*** DATA UNDER STUDY ***
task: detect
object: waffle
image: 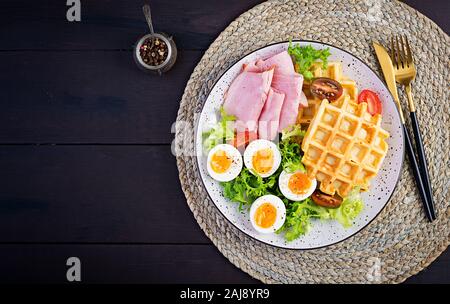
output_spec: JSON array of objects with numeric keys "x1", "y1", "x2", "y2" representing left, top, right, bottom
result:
[
  {"x1": 297, "y1": 62, "x2": 358, "y2": 129},
  {"x1": 301, "y1": 95, "x2": 389, "y2": 197}
]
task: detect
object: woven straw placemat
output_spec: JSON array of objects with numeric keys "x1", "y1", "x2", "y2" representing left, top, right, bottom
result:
[{"x1": 175, "y1": 0, "x2": 449, "y2": 283}]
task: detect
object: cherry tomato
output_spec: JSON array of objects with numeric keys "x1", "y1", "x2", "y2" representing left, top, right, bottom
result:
[
  {"x1": 311, "y1": 190, "x2": 342, "y2": 208},
  {"x1": 231, "y1": 129, "x2": 257, "y2": 149},
  {"x1": 357, "y1": 89, "x2": 382, "y2": 115},
  {"x1": 310, "y1": 77, "x2": 343, "y2": 101},
  {"x1": 302, "y1": 82, "x2": 314, "y2": 99}
]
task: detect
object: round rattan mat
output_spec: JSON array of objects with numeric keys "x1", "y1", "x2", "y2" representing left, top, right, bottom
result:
[{"x1": 175, "y1": 0, "x2": 449, "y2": 283}]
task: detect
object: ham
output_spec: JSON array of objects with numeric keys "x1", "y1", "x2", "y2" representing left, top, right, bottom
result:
[
  {"x1": 243, "y1": 51, "x2": 295, "y2": 75},
  {"x1": 223, "y1": 68, "x2": 274, "y2": 132},
  {"x1": 257, "y1": 51, "x2": 296, "y2": 75},
  {"x1": 258, "y1": 88, "x2": 285, "y2": 140},
  {"x1": 225, "y1": 50, "x2": 305, "y2": 138},
  {"x1": 242, "y1": 59, "x2": 265, "y2": 73},
  {"x1": 271, "y1": 73, "x2": 304, "y2": 131},
  {"x1": 242, "y1": 51, "x2": 305, "y2": 132}
]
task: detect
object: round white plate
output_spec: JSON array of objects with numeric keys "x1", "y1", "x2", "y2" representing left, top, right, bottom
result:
[{"x1": 195, "y1": 41, "x2": 404, "y2": 249}]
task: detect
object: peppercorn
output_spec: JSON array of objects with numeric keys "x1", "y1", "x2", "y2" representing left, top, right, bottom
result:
[{"x1": 139, "y1": 37, "x2": 168, "y2": 66}]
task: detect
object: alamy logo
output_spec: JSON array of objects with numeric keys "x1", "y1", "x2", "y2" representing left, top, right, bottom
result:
[
  {"x1": 366, "y1": 256, "x2": 382, "y2": 283},
  {"x1": 66, "y1": 0, "x2": 81, "y2": 22},
  {"x1": 66, "y1": 257, "x2": 81, "y2": 282}
]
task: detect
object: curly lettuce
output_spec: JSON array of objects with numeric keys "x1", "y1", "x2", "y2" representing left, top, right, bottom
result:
[
  {"x1": 328, "y1": 187, "x2": 364, "y2": 228},
  {"x1": 202, "y1": 107, "x2": 236, "y2": 151},
  {"x1": 281, "y1": 124, "x2": 306, "y2": 142},
  {"x1": 277, "y1": 198, "x2": 330, "y2": 241},
  {"x1": 222, "y1": 167, "x2": 278, "y2": 211},
  {"x1": 288, "y1": 41, "x2": 331, "y2": 81},
  {"x1": 278, "y1": 138, "x2": 305, "y2": 173}
]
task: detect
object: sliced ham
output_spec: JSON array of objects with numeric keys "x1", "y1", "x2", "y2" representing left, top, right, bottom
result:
[
  {"x1": 242, "y1": 51, "x2": 305, "y2": 132},
  {"x1": 243, "y1": 51, "x2": 295, "y2": 75},
  {"x1": 258, "y1": 88, "x2": 285, "y2": 141},
  {"x1": 257, "y1": 51, "x2": 296, "y2": 75},
  {"x1": 242, "y1": 59, "x2": 265, "y2": 73},
  {"x1": 271, "y1": 73, "x2": 305, "y2": 131},
  {"x1": 223, "y1": 68, "x2": 274, "y2": 132}
]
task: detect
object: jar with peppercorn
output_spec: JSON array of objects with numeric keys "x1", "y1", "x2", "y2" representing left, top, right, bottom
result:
[{"x1": 134, "y1": 32, "x2": 177, "y2": 74}]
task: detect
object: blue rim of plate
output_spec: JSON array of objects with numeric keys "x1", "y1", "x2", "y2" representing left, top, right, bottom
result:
[{"x1": 193, "y1": 40, "x2": 405, "y2": 250}]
***
WORK TO BE COMPLETED:
Please print the entries shown above again, exactly, and skip the pictures.

SOLUTION FOR THIS TASK:
task: detect
object: waffle
image: 
output_spec: JSON array of objects with numeric keys "x1", "y1", "x2", "y2" representing left, top, right, bottom
result:
[
  {"x1": 297, "y1": 62, "x2": 358, "y2": 129},
  {"x1": 301, "y1": 95, "x2": 389, "y2": 197}
]
task: detect
object: woven straw placemat
output_spec: JSON array of objects with numeric keys "x1", "y1", "x2", "y2" representing left, top, right, bottom
result:
[{"x1": 175, "y1": 0, "x2": 449, "y2": 283}]
task: detect
object: cherry tomato
output_spec: JSON array of objects with numeric keys "x1", "y1", "x2", "y2" representing left, top, right, bottom
result:
[
  {"x1": 311, "y1": 190, "x2": 342, "y2": 208},
  {"x1": 231, "y1": 129, "x2": 257, "y2": 149},
  {"x1": 357, "y1": 89, "x2": 382, "y2": 115},
  {"x1": 310, "y1": 77, "x2": 343, "y2": 101},
  {"x1": 302, "y1": 82, "x2": 314, "y2": 99}
]
task: detect
object: round rattan mat
output_spec: JSON array of objects with numeric keys "x1", "y1", "x2", "y2" representing left, top, right, bottom
result:
[{"x1": 175, "y1": 0, "x2": 449, "y2": 283}]
task: detect
object: ham
output_spec: JSON array of objects with numeric keys "x1", "y1", "x2", "y2" representing left, top, right, bottom
result:
[
  {"x1": 243, "y1": 51, "x2": 295, "y2": 75},
  {"x1": 223, "y1": 68, "x2": 274, "y2": 132},
  {"x1": 257, "y1": 51, "x2": 296, "y2": 75},
  {"x1": 258, "y1": 88, "x2": 285, "y2": 140},
  {"x1": 225, "y1": 50, "x2": 305, "y2": 138},
  {"x1": 242, "y1": 59, "x2": 265, "y2": 73},
  {"x1": 271, "y1": 73, "x2": 304, "y2": 131},
  {"x1": 242, "y1": 51, "x2": 305, "y2": 132}
]
task: detect
object: round white plate
output_spec: JSON array of objects with numeric keys "x1", "y1", "x2", "y2" representing left, top, right, bottom
result:
[{"x1": 195, "y1": 41, "x2": 404, "y2": 249}]
task: detect
object: peppercorn
output_spec: JSON array of objects with numeric keys "x1", "y1", "x2", "y2" representing left, top, right, bottom
result:
[{"x1": 139, "y1": 37, "x2": 168, "y2": 66}]
task: detect
object: alamy logo
output_spec: JSON array of objects with numeric keys "x1", "y1", "x2", "y2" representing left, top, right, bottom
result:
[
  {"x1": 366, "y1": 256, "x2": 382, "y2": 283},
  {"x1": 66, "y1": 0, "x2": 81, "y2": 22},
  {"x1": 66, "y1": 257, "x2": 81, "y2": 282}
]
task: detect
object: curly lettuce
output_spec: JSON array of objects with numeric keys "x1", "y1", "x2", "y2" representing left, top, right, bottom
result:
[
  {"x1": 328, "y1": 187, "x2": 364, "y2": 228},
  {"x1": 202, "y1": 107, "x2": 236, "y2": 151},
  {"x1": 281, "y1": 124, "x2": 306, "y2": 142},
  {"x1": 277, "y1": 198, "x2": 330, "y2": 241},
  {"x1": 222, "y1": 167, "x2": 278, "y2": 211},
  {"x1": 288, "y1": 41, "x2": 331, "y2": 81},
  {"x1": 278, "y1": 138, "x2": 305, "y2": 173}
]
task: detect
object: sliced ham
output_spec: JSON array of objects with numeric keys "x1", "y1", "x2", "y2" representing left, top, right, bottom
result:
[
  {"x1": 242, "y1": 51, "x2": 305, "y2": 132},
  {"x1": 243, "y1": 51, "x2": 295, "y2": 75},
  {"x1": 258, "y1": 88, "x2": 285, "y2": 141},
  {"x1": 257, "y1": 51, "x2": 296, "y2": 75},
  {"x1": 242, "y1": 59, "x2": 265, "y2": 73},
  {"x1": 271, "y1": 73, "x2": 305, "y2": 131},
  {"x1": 223, "y1": 68, "x2": 274, "y2": 132}
]
task: detect
object: jar with peppercorn
output_spec: JSON array of objects with numeric keys "x1", "y1", "x2", "y2" representing left, top, right, bottom
result:
[{"x1": 134, "y1": 32, "x2": 177, "y2": 74}]
task: detect
object: blue rim of plate
output_spec: JSON array of objects with numeric keys "x1", "y1", "x2", "y2" representing left, top, right, bottom
result:
[{"x1": 193, "y1": 40, "x2": 405, "y2": 250}]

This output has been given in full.